Could you repeat, word for word, every line from the one containing "Each instance receives one keypoint. Mark the black hoodie" through the final line of the records below, and nothing else?
START ENTRIES SHOWN
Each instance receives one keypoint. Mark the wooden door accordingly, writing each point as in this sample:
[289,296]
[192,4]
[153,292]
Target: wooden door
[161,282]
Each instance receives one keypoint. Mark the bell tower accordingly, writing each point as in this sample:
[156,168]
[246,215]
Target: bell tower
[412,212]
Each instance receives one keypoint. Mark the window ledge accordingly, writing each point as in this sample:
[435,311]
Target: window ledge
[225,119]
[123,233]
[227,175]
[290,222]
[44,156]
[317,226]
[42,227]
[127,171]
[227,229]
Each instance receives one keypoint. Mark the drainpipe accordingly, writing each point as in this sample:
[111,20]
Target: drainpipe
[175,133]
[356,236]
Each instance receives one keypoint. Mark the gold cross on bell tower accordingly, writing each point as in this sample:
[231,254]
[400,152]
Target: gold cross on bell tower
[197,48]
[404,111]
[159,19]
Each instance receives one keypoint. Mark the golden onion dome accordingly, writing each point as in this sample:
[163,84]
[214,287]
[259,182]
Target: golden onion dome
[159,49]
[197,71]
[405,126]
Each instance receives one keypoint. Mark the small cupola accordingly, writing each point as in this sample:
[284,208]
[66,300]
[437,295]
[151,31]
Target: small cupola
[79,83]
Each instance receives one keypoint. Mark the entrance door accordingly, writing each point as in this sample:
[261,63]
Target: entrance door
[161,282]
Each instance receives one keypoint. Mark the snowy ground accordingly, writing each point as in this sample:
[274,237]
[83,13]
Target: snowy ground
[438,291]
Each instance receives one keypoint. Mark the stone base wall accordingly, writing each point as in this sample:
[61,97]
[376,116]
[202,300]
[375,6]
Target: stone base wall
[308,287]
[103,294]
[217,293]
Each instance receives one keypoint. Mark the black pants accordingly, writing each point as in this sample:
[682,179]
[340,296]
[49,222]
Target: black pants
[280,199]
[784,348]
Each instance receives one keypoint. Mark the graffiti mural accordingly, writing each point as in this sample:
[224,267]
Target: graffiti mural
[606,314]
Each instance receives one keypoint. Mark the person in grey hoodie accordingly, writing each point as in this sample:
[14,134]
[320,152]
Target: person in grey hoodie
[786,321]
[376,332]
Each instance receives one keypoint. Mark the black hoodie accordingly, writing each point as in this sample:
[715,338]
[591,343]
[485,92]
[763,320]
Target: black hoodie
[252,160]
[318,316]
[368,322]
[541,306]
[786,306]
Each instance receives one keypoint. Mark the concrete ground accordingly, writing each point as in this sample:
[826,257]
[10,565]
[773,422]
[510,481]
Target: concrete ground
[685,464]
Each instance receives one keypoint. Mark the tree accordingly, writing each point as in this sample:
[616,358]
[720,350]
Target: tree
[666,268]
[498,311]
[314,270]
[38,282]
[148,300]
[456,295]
END ENTRIES SHOWN
▶ _SOLUTION TO THIS TASK_
Each instance receives one keypoint. Mark the black hoodie accordingly, writing each point as in this sample:
[715,338]
[591,343]
[485,92]
[763,320]
Target: black hoodie
[252,160]
[318,316]
[368,322]
[541,306]
[786,306]
Each instance receives one keypoint. Mark the concrete ground accordingly, writing each point as in this sample:
[826,257]
[10,565]
[773,422]
[510,481]
Target: concrete ground
[685,464]
Each instance receives one keypoint. Mark the tree accordingly, writing each point as in this sample:
[616,358]
[720,350]
Target: tree
[666,268]
[498,311]
[314,270]
[38,282]
[148,300]
[456,295]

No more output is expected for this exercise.